RECORDS FOR THIS TASK:
* * * * *

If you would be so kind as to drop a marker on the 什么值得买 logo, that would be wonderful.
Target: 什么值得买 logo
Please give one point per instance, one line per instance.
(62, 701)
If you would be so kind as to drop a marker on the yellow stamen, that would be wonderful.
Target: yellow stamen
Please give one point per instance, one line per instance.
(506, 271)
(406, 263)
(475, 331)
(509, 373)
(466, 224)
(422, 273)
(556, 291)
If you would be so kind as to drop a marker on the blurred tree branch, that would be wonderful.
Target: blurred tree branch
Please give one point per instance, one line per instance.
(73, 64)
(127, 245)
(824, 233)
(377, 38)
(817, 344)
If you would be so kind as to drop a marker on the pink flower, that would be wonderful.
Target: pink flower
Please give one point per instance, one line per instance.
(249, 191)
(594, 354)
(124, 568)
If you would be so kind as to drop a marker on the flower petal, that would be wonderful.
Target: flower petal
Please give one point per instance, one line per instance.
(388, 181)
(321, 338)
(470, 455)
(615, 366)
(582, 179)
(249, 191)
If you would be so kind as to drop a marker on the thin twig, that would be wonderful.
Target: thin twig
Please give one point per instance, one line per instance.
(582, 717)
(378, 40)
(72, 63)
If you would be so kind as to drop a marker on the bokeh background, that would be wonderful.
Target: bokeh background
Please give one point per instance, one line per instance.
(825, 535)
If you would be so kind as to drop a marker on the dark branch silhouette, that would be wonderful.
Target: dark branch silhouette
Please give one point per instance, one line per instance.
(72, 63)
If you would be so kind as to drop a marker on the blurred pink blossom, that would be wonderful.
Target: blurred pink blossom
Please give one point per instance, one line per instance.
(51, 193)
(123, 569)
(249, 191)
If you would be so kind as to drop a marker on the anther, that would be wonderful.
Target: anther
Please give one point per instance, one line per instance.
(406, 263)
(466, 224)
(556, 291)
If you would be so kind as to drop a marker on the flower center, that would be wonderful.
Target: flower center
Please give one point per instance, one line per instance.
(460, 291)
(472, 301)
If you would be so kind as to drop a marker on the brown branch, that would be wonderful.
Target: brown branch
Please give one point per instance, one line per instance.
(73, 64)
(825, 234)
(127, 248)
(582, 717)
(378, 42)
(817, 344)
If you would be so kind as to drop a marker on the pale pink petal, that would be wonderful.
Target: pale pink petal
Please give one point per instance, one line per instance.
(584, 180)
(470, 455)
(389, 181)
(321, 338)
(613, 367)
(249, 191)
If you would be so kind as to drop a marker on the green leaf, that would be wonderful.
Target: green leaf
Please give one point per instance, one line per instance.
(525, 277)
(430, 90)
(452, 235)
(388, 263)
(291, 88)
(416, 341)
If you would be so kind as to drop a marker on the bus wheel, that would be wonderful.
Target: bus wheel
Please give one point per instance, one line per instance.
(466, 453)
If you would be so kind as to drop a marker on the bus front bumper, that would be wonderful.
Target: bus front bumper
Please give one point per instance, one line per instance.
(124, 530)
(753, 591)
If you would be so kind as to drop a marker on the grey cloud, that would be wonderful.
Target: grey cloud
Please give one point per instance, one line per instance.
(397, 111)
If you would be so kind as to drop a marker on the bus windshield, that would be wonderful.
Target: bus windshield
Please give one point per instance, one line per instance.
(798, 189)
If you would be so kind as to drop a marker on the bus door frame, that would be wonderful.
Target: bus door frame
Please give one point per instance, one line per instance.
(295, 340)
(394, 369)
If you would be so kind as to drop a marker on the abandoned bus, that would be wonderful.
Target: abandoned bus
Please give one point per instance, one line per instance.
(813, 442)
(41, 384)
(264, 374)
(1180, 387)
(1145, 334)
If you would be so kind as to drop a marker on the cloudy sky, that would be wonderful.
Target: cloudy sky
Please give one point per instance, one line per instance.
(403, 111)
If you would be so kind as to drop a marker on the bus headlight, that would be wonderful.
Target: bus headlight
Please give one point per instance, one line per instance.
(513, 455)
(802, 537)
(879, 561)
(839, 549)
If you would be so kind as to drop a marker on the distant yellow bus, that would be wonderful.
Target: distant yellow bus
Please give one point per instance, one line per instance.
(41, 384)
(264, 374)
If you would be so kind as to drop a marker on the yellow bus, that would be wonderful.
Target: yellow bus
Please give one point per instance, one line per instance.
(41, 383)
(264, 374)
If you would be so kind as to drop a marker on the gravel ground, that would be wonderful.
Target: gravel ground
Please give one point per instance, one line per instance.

* * * * *

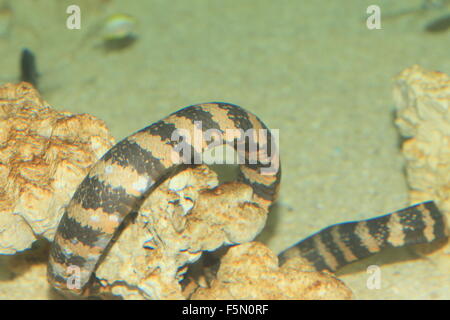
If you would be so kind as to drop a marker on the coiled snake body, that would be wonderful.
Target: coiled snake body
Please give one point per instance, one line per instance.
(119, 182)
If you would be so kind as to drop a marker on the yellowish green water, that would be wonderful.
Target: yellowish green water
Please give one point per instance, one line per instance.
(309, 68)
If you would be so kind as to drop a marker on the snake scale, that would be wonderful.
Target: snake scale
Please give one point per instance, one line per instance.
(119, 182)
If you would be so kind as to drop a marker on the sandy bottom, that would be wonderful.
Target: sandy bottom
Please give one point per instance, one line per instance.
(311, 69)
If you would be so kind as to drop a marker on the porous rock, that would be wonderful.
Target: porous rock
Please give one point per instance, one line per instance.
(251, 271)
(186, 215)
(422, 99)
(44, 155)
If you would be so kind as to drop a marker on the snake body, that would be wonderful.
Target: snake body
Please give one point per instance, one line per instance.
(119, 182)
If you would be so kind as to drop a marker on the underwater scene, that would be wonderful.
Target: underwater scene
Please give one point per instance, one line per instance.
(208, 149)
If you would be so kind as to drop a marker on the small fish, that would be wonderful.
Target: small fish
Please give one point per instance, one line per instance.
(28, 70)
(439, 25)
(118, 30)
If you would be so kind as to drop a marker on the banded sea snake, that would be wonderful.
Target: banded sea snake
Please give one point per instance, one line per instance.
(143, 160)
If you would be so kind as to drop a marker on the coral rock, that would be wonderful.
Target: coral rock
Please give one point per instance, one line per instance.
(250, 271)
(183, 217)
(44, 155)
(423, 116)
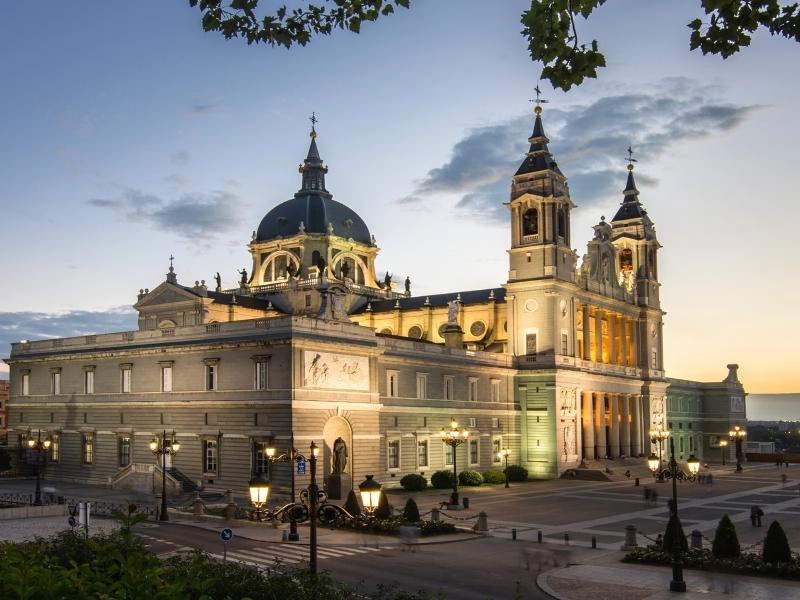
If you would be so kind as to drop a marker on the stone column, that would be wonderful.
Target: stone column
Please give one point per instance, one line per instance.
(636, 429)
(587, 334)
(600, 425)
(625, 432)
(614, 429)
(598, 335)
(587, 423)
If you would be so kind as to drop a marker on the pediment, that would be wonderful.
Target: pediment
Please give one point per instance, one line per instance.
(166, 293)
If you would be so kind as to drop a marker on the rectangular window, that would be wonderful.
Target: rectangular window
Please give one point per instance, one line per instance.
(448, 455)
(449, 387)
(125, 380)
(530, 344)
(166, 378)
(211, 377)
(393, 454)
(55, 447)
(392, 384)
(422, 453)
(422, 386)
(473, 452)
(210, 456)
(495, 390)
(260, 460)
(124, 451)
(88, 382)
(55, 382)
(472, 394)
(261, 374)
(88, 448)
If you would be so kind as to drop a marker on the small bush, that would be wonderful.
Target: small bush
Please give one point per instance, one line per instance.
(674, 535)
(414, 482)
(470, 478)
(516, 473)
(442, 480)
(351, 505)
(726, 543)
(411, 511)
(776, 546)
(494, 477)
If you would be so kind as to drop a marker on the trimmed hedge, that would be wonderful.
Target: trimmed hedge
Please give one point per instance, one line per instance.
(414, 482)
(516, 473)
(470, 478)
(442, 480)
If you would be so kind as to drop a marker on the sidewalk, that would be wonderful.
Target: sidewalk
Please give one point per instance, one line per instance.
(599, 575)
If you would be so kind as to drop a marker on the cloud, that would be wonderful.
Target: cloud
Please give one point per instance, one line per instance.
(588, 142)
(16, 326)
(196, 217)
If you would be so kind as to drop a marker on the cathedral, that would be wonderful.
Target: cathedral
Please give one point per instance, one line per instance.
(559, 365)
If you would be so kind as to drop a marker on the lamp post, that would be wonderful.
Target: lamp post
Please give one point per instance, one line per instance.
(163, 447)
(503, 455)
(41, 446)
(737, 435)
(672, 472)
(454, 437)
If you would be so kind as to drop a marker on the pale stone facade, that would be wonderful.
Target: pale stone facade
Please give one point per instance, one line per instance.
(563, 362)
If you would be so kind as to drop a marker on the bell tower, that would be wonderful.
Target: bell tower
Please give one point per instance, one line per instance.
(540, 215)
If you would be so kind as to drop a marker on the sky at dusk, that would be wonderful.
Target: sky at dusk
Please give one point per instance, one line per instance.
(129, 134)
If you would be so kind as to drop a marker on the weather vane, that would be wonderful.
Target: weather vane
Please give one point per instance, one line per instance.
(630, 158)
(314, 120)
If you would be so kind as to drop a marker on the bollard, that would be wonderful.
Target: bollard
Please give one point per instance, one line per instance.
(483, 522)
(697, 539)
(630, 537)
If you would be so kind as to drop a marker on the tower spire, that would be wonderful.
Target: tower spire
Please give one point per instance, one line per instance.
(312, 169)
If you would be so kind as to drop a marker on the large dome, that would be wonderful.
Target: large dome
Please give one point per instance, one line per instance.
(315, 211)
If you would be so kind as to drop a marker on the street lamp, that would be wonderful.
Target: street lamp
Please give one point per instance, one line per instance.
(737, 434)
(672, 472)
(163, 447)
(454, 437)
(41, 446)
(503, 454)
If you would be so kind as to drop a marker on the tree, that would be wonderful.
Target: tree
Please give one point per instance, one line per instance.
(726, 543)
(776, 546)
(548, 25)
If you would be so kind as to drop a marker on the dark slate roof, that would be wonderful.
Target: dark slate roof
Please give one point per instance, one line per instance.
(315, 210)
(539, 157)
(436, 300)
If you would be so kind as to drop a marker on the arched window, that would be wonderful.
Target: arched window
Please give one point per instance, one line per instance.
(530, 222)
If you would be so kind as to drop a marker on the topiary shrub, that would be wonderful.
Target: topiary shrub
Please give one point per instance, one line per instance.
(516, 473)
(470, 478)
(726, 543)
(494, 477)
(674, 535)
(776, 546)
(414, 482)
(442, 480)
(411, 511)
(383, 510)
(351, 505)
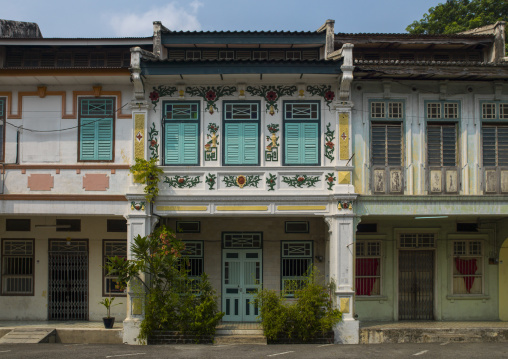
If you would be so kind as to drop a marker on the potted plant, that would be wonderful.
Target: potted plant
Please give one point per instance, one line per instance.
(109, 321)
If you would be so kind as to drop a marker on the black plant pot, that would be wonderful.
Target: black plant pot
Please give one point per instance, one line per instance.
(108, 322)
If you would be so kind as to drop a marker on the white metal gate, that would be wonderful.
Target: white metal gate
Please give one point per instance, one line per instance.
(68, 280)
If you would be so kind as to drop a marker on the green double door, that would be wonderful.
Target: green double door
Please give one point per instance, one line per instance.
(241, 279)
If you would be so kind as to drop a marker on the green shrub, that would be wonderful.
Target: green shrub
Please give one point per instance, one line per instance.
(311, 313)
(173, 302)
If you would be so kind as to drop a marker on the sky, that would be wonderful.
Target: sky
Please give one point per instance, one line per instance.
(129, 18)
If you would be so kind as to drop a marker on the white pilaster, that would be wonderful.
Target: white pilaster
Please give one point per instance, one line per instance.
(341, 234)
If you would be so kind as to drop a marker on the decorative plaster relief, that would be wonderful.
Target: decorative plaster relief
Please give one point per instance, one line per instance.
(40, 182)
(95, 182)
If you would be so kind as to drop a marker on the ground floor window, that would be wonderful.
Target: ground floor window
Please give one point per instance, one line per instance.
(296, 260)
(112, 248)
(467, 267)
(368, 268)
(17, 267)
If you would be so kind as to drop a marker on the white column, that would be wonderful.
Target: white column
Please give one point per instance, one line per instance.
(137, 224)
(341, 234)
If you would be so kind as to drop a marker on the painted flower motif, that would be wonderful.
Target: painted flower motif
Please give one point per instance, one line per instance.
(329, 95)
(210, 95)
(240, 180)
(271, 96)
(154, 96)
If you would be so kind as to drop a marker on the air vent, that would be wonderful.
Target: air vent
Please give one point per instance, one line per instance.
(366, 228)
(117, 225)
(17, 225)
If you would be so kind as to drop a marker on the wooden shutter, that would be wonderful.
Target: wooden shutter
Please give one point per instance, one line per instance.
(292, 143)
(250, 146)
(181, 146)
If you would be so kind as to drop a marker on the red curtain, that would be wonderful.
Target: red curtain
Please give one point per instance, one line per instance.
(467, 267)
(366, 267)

* * * * *

WHAT THE EXERCISE ASKS: Pick out every line in the rows above that contains the word "anther" and copy each one out in full.

RESPONSE FOR THIS EXERCISE:
If you would be so kind as to drop a marker on the anther, that would be wonderful.
Target: anther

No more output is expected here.